**Given task:** Pull out every line in the rows below that contains the word "stone", and copy each such line unchanged.

**Given records:**
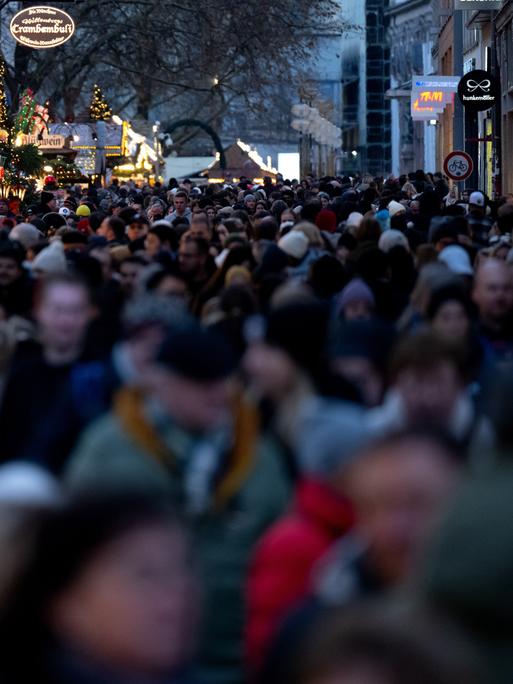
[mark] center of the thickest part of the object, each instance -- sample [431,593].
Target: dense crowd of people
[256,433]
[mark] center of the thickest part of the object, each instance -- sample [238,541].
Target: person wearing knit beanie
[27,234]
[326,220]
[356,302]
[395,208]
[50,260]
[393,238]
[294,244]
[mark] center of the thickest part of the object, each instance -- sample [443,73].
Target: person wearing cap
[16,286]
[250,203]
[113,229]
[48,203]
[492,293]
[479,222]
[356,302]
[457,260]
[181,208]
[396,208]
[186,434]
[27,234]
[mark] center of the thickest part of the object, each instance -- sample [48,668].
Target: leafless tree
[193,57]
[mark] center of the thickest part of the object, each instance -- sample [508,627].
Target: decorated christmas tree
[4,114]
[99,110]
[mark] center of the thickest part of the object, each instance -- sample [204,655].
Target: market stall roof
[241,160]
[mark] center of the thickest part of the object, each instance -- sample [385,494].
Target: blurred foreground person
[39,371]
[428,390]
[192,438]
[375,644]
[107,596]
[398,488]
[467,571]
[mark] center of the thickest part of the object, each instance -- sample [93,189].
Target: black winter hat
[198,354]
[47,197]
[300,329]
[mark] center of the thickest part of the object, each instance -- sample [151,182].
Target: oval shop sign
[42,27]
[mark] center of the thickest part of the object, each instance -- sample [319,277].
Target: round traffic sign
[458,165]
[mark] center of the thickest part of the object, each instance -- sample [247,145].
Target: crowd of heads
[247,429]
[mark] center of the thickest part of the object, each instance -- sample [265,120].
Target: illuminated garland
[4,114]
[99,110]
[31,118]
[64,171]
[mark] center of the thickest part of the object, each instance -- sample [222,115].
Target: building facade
* * *
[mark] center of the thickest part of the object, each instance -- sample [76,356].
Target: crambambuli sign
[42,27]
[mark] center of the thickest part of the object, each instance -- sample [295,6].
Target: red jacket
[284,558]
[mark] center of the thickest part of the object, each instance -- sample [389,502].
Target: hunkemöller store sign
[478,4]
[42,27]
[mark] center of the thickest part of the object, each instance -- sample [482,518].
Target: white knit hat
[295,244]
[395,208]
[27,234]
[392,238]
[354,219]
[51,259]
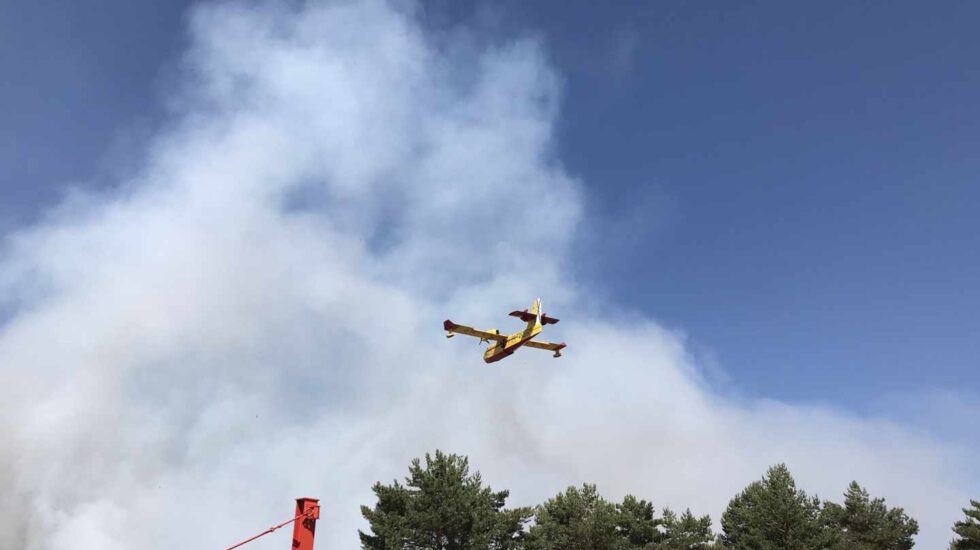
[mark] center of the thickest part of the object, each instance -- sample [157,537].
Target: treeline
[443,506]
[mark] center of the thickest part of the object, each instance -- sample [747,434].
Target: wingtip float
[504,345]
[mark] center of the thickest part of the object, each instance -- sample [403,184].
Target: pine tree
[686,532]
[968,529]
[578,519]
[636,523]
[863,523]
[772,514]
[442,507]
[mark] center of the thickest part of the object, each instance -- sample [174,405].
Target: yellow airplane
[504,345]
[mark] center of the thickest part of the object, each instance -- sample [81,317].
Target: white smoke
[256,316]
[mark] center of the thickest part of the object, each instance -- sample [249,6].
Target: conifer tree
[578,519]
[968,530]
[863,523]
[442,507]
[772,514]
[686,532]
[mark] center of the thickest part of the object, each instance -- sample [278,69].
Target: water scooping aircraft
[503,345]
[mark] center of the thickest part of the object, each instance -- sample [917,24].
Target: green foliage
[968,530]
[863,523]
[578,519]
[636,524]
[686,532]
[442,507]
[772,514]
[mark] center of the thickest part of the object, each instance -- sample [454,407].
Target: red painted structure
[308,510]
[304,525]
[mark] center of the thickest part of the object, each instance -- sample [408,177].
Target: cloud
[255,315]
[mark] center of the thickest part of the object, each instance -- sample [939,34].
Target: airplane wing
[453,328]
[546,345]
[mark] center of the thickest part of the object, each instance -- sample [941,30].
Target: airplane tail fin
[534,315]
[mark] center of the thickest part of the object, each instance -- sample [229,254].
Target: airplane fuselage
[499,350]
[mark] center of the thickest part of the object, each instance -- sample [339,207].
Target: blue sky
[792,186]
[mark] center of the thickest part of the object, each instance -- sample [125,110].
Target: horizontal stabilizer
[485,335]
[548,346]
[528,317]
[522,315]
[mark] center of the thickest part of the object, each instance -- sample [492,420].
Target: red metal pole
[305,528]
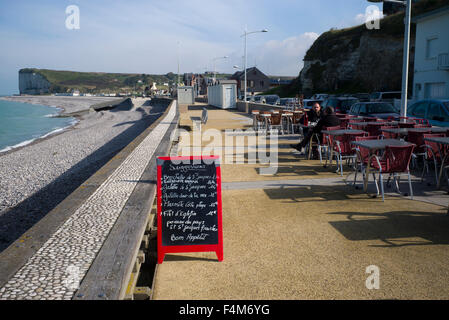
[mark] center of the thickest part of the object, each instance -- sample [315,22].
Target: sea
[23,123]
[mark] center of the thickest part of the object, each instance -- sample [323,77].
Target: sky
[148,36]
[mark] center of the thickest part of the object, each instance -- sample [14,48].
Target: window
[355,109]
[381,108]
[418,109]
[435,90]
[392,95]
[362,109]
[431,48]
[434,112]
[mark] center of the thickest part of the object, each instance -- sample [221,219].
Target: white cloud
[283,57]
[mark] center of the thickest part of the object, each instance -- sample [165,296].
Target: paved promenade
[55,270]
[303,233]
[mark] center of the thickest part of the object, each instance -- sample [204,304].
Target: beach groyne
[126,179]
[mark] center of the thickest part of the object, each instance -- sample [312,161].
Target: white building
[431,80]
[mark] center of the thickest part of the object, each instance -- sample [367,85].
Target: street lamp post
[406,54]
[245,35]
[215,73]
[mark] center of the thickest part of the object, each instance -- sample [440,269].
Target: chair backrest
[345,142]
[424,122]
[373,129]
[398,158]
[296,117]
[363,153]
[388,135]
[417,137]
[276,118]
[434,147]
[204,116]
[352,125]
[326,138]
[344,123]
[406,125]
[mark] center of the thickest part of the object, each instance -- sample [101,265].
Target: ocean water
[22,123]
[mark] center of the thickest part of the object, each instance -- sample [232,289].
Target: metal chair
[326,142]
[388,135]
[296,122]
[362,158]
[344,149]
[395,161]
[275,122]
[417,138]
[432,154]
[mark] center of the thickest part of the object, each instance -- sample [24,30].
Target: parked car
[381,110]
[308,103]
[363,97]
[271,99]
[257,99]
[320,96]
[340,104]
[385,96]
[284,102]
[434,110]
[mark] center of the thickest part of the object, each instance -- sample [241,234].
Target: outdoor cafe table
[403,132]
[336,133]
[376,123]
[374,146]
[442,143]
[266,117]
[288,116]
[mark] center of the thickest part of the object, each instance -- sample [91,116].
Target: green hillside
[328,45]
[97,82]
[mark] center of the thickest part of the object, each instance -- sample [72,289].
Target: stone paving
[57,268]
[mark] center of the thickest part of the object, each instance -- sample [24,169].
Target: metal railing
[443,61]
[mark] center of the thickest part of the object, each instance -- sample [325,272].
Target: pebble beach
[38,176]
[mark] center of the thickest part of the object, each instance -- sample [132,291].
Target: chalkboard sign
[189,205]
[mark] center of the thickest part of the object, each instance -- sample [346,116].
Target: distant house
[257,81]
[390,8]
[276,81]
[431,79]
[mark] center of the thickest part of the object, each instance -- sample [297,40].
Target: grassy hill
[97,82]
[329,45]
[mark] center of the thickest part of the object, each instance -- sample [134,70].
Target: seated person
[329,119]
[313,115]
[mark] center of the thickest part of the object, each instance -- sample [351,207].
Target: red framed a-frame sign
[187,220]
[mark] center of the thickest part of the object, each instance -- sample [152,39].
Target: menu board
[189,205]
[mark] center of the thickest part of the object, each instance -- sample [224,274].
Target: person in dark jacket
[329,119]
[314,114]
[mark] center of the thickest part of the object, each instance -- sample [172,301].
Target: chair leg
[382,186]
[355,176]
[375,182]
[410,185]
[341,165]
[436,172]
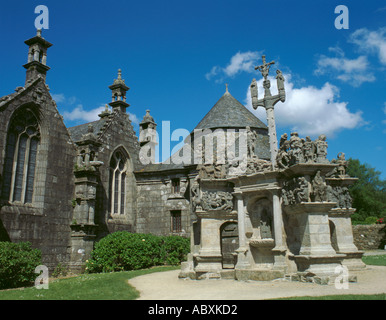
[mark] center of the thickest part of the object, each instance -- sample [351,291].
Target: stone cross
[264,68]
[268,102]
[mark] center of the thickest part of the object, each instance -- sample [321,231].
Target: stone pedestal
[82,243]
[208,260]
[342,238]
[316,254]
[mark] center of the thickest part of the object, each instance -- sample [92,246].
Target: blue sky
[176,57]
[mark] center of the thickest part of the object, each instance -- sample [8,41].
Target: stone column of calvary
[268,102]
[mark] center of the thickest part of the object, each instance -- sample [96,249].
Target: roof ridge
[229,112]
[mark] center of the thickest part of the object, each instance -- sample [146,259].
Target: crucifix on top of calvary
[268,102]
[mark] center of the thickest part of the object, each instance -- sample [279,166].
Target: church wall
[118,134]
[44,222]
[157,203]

**Solved problem:**
Target: stone paving
Target: stone cross
Target: stone pedestal
Target: stone column of calvary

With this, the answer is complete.